▶ [What is needed]:
Change "keypoint" to "marker" throughout the records below, and copy every other line and word unchanged.

▶ [Records for this exercise]:
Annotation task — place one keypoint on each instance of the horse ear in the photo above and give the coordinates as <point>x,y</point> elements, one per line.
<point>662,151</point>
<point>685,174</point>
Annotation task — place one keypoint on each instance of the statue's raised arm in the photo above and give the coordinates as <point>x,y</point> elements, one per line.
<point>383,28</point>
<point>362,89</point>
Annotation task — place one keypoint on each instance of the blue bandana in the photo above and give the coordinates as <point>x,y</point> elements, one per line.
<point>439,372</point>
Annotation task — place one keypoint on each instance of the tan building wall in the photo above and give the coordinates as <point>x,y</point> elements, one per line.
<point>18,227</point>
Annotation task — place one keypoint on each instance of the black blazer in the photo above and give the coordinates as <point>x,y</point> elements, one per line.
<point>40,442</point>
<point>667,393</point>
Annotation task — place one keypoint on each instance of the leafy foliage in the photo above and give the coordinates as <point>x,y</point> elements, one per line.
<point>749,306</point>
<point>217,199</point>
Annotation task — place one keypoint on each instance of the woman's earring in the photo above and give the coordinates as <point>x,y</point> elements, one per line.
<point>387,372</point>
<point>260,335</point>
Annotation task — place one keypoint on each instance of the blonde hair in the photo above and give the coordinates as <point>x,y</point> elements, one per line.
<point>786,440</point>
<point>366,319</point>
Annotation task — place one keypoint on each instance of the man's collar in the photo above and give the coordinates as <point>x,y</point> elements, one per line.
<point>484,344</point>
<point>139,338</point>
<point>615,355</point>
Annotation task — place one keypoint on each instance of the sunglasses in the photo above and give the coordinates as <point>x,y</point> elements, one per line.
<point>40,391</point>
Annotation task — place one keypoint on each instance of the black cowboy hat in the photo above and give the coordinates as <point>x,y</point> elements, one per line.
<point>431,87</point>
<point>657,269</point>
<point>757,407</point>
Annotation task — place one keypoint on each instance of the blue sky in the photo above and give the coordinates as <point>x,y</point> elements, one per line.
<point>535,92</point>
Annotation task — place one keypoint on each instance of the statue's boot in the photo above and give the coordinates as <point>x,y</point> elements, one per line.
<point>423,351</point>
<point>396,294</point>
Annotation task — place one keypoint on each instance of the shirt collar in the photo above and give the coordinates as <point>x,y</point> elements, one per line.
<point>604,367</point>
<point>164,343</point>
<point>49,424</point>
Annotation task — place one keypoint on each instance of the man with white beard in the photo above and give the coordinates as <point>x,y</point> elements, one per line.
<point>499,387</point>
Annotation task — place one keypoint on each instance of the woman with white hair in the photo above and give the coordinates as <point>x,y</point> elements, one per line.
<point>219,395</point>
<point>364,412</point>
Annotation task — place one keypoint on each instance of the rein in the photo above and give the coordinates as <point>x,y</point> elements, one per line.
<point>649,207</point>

▶ [Correct output]:
Annotation task — place one marker on each instance of the horse ear in the photo above and give the coordinates as <point>x,y</point> elements, one per line.
<point>662,151</point>
<point>685,174</point>
Annotation task — place one marker on each instance of the statue's raised arm in the photo above and give the coordinates as <point>x,y</point> elements, one per line.
<point>383,28</point>
<point>362,89</point>
Annotation task — place one marker on each instance of the blue bandana in the photo above and give the coordinates as <point>x,y</point> elements, one per line.
<point>439,372</point>
Annotation task — place one marker on each instance of the tan building wall in the photo above and give the coordinates as <point>x,y</point> elements, one per line.
<point>18,227</point>
Annotation task — place one marker on each instance of the black blazer in the photo above and give the coordinates as <point>x,y</point> elements, one per line.
<point>40,442</point>
<point>667,393</point>
Annotation task — place one marker on each instance of the leafy foliage in the photo above and give the coordinates as <point>x,y</point> elements, one per line.
<point>749,306</point>
<point>217,199</point>
Annotation task — place one marker on each instance of the woman's earring in the photo above and give the coordinates as <point>x,y</point> elements, one per line.
<point>387,372</point>
<point>260,335</point>
Annotation task — place one marker on each instance of the blonde hair in the photo above and give the coordinates as <point>x,y</point> elements, one per line.
<point>786,440</point>
<point>366,319</point>
Annotation task — place one marker on each instance of the man's collar in the photo above and give the coordinates as <point>x,y</point> elements, one per line.
<point>484,344</point>
<point>139,338</point>
<point>615,355</point>
Annotation task — place one marker on each instance of the sunglasses in the photo above and give the coordinates as <point>x,y</point> elements, one per line.
<point>40,391</point>
Annotation task — place one marker on each instance of the black cowboy hat in the photo above and give the coordinates as <point>x,y</point> elements, one per line.
<point>431,87</point>
<point>657,269</point>
<point>757,407</point>
Annotation task — place one marker on each instance of the blue sky in the photo above and give the coordinates as <point>x,y</point> elements, one per line.
<point>535,92</point>
Annotation task — place one marker on each instance of the statue's boot in the photo above and give the coordinates as <point>x,y</point> elements, one per line.
<point>423,351</point>
<point>396,294</point>
Annotation task — place one marker on each instance of the shirt collar in the photo above and give the coordinates as <point>x,y</point> elements, one per line.
<point>604,367</point>
<point>164,343</point>
<point>49,424</point>
Annotation task — place one marker on each instance of the man with white beard in the photo above and give the coordinates as <point>x,y</point> elements, one per line.
<point>499,387</point>
Annotation task — place one marker on each instance of the woman with white hair in the photo above and give the coordinates as <point>x,y</point> elements, one per line.
<point>219,395</point>
<point>364,412</point>
Annotation task — place one marker on each instance of the rein in the photo above and give the coordinates as <point>x,y</point> elements, one per line.
<point>649,207</point>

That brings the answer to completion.